→ **Tasks**
a: List every drink that someone in the train-compartment passage brings back from the dining car.
b: In the train-compartment passage, why does the narrator warn readers against saying "I like Russian beer"?

===== Supplied passage =====

A Russian guy popped his head out from his compartment. “Trump!” he said, making a thumbs-up gesture. He was in his thirties, a sleek and wiry man with dark, slightly feral good looks. He seemed to know this by the way he would pose, a study in taut relaxation.

“Trump . . . he has become crazy,” I said. Well, more accurately, the Russian phrasebook on my phone said. It was the best I could come up with.

“He’s rich!” the man said, translated by my Uzbek friend.

“His father’s money,” I replied.

“Why did you Americans vote for him?” the Uzbek wanted to know.

“Most of us did not,” I said.

He seemed sympathetic.

Later, the Russian guy, Nicolai, and two of his friends, Alexander and Igor, also in their thirties, came into our compartment. Alexander and Nicolai were truck drivers for Gazprom (Russia’s huge and partially government-owned natural gas company). Alexander, tall and pale, wore his blond hair in a sort of bowl cut, his eyes dark-circled, maybe from the cigarettes he constantly smoked. Igor was short, the shape of a small barrel, with a tanned face, shaved head and brown eyes that seemed warm. He was in the military. I’m not sure which branch.

It started off like this: I made the mistake of demonstrating my one solid Russian sentence: “I like Russian beer.” Friends, do not do this. Because what will happen is, a Russian guy will go down to the dining car and return with three cans of Baltika 7s for the American ladies in the compartment, along with cheaper Polish beers for themselves and a plastic water bottle full of vodka for everyone to share.

===== Items =====

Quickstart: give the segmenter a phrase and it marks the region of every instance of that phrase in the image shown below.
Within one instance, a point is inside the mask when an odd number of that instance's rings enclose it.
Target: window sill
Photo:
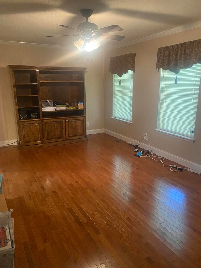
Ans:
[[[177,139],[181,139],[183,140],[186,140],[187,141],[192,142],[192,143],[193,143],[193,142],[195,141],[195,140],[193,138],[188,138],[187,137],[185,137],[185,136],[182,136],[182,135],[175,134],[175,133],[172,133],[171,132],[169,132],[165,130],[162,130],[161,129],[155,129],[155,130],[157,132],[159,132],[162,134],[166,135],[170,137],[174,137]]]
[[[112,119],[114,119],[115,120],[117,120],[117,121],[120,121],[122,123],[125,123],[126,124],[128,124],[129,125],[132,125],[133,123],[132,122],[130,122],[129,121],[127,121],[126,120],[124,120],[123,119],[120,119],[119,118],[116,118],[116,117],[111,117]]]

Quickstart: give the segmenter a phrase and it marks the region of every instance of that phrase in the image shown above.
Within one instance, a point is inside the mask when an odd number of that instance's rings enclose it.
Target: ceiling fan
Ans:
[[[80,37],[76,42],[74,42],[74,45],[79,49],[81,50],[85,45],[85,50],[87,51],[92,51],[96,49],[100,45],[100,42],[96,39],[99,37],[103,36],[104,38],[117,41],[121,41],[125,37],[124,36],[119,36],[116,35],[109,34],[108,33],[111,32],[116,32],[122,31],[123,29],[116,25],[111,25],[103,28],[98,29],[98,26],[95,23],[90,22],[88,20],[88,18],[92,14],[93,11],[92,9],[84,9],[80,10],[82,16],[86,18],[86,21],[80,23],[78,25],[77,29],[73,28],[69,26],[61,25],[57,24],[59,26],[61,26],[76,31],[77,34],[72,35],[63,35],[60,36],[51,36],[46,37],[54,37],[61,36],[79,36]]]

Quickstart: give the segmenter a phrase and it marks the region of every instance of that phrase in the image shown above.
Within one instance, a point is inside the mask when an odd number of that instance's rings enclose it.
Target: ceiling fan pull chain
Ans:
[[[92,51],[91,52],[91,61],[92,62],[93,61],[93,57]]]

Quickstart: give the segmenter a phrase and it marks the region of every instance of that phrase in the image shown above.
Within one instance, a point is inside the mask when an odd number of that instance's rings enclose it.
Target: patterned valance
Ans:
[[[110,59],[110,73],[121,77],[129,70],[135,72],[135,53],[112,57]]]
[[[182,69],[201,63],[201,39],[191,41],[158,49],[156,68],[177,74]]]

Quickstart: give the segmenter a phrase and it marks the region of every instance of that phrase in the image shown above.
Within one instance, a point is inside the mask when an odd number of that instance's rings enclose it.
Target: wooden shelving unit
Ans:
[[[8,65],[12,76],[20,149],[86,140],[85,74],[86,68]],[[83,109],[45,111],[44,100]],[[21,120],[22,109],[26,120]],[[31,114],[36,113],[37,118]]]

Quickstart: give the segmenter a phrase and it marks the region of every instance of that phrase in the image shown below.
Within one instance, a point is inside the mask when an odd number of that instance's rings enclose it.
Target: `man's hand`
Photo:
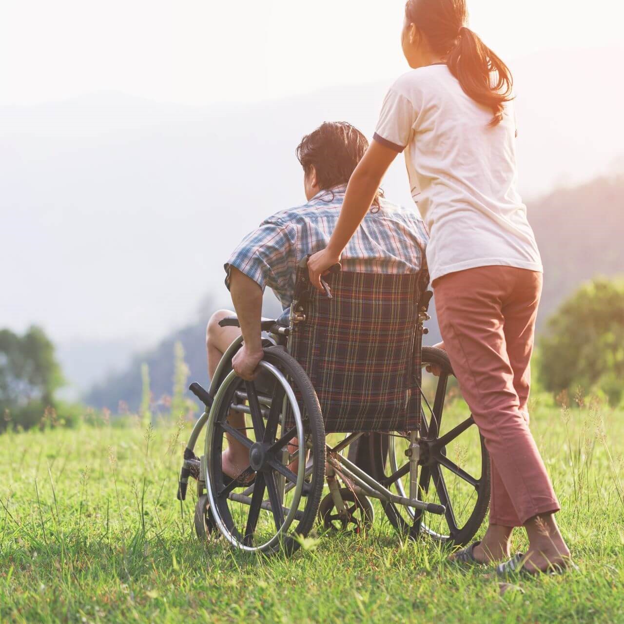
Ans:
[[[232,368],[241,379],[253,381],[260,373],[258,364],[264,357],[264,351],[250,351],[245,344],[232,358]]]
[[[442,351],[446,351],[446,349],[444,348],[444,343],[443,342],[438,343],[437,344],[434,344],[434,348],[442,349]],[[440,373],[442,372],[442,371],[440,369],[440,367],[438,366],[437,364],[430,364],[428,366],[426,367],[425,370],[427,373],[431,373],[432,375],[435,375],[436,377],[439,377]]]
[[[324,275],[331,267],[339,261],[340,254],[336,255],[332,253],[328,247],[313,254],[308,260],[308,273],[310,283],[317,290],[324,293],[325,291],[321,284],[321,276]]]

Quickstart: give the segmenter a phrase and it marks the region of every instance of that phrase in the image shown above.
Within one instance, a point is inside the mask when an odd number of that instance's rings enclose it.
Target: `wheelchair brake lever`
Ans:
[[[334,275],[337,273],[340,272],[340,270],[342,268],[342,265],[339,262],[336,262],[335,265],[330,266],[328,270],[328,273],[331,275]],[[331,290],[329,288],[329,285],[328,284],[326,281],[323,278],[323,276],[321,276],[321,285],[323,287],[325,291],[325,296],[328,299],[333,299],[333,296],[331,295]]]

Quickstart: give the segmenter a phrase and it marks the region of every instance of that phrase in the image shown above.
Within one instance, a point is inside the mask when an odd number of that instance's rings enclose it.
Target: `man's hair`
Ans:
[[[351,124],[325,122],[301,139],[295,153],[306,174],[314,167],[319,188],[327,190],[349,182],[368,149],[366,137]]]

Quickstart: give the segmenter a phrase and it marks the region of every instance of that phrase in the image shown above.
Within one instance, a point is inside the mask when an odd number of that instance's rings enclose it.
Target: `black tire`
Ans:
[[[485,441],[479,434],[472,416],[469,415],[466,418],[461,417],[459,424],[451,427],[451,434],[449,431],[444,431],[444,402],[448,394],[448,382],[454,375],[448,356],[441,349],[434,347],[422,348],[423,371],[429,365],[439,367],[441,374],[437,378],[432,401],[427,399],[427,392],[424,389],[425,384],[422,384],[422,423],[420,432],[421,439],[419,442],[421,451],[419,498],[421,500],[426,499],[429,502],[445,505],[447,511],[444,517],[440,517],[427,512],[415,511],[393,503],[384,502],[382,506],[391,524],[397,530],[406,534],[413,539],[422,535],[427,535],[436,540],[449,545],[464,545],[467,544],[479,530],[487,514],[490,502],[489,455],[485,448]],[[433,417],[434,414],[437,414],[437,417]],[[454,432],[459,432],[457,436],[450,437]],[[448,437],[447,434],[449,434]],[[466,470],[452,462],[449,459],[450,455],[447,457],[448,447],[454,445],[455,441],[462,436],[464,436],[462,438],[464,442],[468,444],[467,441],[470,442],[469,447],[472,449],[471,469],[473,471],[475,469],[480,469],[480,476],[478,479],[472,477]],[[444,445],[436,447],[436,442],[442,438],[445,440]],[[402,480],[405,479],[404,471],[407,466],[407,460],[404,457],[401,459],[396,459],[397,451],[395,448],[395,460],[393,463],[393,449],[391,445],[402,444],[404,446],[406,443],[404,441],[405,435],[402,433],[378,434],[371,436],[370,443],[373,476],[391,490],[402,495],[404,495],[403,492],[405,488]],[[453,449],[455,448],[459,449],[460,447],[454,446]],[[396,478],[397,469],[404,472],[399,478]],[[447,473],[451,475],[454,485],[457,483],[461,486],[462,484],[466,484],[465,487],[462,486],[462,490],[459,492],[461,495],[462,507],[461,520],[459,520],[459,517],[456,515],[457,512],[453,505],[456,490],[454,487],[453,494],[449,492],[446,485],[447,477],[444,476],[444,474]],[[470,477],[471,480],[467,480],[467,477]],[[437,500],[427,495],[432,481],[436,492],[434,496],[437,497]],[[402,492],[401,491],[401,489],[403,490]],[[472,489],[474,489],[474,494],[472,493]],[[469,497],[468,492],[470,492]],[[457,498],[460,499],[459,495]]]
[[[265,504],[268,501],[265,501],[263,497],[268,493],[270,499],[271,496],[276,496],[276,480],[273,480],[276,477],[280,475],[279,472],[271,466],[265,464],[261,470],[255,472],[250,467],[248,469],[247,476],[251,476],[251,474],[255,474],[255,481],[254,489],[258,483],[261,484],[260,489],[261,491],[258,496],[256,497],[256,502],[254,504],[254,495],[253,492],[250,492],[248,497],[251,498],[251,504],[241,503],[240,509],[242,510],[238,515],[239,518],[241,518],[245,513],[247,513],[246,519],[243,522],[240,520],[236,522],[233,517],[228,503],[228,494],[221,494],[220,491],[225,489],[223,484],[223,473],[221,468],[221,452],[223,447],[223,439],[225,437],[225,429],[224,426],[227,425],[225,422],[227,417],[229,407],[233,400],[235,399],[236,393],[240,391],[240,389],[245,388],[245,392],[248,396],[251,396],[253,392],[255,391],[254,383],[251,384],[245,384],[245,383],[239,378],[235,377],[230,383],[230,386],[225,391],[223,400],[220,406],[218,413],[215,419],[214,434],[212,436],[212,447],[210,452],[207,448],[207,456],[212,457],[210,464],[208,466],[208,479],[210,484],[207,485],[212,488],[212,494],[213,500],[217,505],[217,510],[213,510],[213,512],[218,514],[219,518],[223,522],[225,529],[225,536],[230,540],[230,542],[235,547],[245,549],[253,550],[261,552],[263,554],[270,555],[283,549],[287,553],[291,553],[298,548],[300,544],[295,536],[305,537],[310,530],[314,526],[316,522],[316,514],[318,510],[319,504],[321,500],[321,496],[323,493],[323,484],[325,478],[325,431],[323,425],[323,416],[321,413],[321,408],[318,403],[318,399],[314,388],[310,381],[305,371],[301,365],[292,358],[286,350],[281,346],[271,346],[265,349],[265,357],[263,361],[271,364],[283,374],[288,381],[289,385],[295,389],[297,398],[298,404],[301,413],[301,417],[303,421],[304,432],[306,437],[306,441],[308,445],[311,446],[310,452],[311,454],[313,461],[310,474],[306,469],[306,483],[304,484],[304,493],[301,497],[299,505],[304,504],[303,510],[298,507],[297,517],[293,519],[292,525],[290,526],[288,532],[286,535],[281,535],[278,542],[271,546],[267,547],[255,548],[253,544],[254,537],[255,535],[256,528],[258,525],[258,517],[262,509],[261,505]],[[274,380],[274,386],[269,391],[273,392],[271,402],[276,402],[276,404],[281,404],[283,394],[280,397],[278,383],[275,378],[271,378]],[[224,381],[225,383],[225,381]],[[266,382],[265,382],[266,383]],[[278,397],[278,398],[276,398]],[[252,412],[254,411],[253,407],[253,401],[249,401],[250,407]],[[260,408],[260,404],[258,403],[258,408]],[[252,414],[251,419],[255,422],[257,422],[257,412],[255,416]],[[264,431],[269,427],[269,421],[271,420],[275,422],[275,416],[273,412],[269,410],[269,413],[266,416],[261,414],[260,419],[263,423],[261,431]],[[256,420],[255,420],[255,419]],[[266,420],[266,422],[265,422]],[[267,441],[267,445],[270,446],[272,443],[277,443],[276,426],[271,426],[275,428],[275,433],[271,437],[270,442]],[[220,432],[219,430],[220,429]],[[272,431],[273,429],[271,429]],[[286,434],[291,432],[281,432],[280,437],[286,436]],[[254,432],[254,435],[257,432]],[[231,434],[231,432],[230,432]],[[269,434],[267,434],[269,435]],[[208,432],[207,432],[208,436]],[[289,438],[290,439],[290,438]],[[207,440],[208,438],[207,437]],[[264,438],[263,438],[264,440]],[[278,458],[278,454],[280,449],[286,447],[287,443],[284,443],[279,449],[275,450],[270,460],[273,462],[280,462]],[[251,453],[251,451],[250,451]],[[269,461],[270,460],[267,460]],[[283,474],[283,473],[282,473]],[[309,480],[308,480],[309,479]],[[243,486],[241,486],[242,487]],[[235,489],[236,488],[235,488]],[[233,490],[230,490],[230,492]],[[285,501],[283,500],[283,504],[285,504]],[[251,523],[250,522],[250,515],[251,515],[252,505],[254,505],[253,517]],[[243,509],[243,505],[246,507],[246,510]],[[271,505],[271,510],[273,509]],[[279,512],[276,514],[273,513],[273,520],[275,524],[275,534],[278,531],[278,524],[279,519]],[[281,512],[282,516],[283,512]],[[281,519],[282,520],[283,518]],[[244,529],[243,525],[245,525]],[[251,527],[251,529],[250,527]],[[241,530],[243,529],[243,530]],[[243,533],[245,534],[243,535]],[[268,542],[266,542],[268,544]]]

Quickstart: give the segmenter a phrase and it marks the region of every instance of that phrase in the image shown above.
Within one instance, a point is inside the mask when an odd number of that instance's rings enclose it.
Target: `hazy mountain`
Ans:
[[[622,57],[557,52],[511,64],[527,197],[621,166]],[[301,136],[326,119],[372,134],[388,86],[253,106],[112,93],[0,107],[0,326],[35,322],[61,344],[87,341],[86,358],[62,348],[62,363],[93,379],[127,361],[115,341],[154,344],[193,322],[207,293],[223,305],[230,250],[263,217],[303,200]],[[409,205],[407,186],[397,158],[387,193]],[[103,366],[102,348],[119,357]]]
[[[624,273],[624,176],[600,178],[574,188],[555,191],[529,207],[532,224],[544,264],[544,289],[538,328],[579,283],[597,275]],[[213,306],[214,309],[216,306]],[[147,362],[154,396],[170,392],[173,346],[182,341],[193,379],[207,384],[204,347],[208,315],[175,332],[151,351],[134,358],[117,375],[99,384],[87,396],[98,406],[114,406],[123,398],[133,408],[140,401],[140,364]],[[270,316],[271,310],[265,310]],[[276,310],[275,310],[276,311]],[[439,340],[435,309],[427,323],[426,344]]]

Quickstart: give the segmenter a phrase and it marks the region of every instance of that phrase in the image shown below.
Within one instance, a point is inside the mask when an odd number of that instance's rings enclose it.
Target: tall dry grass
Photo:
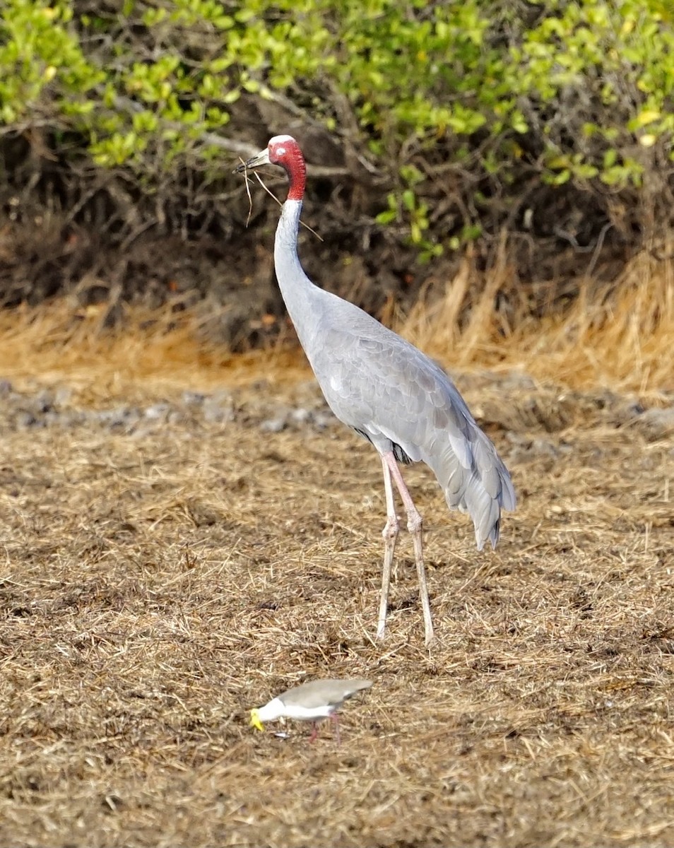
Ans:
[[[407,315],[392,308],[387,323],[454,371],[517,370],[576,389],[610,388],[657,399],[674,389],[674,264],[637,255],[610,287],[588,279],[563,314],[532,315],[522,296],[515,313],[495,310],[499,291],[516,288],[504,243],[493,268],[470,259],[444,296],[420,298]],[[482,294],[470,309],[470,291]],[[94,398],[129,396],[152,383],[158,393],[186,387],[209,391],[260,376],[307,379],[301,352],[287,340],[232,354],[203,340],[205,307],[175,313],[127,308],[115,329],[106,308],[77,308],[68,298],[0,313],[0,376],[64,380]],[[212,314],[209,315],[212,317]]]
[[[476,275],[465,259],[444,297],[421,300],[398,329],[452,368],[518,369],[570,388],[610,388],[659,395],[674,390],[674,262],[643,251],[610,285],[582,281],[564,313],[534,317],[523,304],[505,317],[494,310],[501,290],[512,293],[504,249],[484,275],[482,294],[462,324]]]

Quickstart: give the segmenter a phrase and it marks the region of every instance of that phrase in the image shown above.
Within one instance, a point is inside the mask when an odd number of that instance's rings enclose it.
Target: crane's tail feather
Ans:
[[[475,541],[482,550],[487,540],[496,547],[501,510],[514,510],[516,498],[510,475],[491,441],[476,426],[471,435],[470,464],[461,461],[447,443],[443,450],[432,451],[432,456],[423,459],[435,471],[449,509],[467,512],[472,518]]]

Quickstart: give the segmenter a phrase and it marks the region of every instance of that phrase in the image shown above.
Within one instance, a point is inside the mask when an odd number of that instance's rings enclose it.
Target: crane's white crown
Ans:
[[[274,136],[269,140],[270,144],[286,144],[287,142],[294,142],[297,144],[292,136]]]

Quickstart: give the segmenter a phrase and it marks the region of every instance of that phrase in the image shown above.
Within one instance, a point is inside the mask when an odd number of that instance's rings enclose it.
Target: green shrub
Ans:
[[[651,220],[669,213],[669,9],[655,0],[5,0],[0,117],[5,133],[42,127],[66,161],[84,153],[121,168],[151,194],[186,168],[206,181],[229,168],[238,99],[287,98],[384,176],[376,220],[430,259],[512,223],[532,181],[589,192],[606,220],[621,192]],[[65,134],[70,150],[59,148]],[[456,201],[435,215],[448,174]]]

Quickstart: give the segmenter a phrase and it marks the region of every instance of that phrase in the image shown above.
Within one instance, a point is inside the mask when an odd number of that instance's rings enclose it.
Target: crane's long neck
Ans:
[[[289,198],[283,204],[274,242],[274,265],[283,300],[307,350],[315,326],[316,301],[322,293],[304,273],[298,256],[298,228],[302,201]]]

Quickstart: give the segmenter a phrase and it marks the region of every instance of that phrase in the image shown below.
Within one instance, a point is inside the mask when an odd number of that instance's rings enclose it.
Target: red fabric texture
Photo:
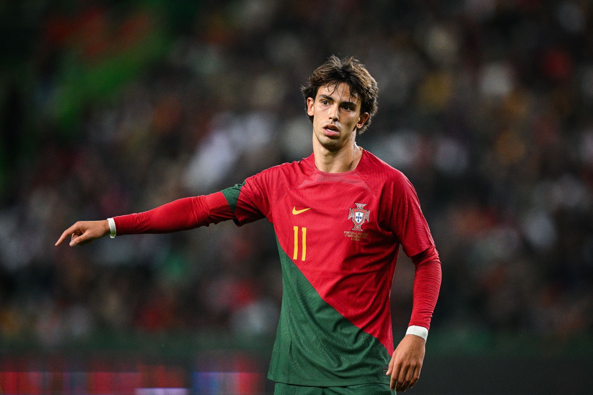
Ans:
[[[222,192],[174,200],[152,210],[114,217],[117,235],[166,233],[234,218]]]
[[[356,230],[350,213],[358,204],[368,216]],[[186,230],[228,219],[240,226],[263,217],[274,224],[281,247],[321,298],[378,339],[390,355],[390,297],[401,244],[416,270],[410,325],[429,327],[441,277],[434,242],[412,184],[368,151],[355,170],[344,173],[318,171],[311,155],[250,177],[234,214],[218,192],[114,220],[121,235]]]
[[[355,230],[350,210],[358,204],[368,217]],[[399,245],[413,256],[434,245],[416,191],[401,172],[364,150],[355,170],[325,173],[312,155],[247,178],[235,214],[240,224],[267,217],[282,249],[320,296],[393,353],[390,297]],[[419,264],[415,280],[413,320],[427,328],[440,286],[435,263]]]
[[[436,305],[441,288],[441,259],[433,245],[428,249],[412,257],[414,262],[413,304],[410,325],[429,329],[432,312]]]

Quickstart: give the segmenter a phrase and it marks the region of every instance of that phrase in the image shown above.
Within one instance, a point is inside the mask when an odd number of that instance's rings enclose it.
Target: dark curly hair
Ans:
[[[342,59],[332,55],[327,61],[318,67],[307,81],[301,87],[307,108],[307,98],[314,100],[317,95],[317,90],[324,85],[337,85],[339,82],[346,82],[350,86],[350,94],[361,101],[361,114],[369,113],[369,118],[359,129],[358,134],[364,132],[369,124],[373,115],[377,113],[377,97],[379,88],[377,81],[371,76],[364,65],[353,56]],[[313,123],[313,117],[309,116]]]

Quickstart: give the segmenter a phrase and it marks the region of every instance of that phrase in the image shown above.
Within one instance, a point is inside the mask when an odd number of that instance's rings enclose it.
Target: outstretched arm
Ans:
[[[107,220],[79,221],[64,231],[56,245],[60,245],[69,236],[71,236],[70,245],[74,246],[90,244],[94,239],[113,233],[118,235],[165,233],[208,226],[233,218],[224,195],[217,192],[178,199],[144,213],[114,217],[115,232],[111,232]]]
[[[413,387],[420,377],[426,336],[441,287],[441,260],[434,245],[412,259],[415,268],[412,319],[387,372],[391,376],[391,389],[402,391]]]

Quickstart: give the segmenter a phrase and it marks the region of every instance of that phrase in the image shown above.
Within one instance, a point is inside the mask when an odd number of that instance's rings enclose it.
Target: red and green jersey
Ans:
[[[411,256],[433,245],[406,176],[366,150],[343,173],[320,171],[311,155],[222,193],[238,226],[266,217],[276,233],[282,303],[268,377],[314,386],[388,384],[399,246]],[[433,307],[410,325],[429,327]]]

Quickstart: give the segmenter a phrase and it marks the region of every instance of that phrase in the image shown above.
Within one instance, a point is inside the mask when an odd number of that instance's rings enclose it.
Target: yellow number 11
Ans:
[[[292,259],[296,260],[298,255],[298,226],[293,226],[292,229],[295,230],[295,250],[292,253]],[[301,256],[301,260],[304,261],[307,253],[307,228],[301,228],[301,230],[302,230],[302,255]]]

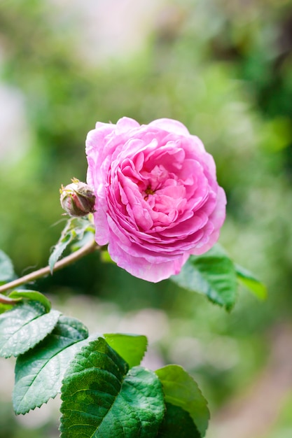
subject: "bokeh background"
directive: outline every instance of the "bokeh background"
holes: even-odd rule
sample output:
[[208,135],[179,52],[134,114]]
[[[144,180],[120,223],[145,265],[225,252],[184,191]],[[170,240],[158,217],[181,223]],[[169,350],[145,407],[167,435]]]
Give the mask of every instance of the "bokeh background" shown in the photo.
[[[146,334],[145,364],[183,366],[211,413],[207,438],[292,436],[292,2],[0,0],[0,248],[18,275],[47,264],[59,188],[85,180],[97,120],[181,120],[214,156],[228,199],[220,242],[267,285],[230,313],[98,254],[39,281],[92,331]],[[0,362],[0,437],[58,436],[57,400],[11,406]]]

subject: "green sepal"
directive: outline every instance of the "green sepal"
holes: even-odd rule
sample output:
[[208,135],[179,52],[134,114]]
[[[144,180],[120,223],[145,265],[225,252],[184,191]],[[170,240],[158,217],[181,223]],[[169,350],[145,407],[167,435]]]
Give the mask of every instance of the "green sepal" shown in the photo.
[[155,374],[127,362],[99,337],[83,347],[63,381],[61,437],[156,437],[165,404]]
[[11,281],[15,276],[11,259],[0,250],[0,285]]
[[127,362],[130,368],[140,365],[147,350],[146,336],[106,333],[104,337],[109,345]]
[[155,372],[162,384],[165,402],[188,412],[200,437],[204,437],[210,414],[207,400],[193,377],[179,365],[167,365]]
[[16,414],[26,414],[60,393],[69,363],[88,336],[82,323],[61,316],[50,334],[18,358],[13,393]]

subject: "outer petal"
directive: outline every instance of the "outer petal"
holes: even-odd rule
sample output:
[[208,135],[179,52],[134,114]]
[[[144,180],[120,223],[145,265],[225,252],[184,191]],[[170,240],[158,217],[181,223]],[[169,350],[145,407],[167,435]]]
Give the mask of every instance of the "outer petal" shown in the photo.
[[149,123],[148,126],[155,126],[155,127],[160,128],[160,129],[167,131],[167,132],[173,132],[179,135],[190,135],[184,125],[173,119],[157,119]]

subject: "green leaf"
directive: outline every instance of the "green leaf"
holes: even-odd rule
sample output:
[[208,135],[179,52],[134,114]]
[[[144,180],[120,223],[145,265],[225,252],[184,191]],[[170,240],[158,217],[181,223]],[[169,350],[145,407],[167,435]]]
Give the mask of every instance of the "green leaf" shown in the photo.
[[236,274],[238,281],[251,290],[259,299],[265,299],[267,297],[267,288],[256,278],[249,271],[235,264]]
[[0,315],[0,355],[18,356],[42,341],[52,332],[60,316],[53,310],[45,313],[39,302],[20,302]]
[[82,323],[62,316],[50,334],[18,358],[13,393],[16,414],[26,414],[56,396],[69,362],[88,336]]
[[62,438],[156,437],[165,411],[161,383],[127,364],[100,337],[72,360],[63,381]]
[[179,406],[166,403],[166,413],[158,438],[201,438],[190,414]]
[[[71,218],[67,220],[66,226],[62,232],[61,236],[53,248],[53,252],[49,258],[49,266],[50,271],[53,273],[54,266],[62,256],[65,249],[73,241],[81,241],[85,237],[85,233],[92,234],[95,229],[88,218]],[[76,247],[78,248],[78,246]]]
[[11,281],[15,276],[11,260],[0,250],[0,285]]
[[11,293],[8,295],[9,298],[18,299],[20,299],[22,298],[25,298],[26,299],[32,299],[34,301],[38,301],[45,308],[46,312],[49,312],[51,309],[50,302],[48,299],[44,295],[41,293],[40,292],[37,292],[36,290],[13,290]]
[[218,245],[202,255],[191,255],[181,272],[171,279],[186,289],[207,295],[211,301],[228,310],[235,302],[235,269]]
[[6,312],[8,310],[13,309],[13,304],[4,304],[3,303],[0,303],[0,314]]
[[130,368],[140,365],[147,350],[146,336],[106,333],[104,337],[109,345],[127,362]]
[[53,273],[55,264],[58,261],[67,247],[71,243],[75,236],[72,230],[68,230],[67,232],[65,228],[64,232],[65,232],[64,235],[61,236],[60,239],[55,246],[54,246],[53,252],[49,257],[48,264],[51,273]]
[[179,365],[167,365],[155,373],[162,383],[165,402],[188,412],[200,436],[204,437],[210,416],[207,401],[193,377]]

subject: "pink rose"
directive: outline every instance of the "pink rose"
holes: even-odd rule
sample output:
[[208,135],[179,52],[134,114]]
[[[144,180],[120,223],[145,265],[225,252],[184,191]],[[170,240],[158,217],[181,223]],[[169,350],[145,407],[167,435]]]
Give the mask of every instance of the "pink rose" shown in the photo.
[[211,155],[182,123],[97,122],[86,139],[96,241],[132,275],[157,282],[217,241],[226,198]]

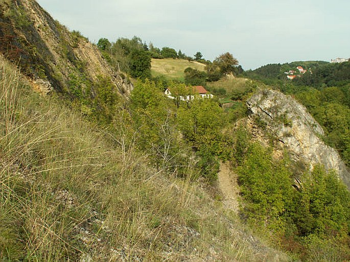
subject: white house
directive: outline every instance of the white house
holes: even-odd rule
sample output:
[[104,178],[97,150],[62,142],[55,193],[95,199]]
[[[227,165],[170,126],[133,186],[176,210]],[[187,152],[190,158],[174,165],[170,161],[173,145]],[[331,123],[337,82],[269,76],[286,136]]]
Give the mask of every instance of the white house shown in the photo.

=====

→ **The results**
a: Three cans of Baltika 7s, cheaper Polish beers, and a plastic water bottle full of vodka.

b: Saying it will lead a Russian guy to go to the dining car and return with Baltika 7s for the American ladies, cheaper Polish beers for the men, and a plastic water bottle full of vodka for everyone to share.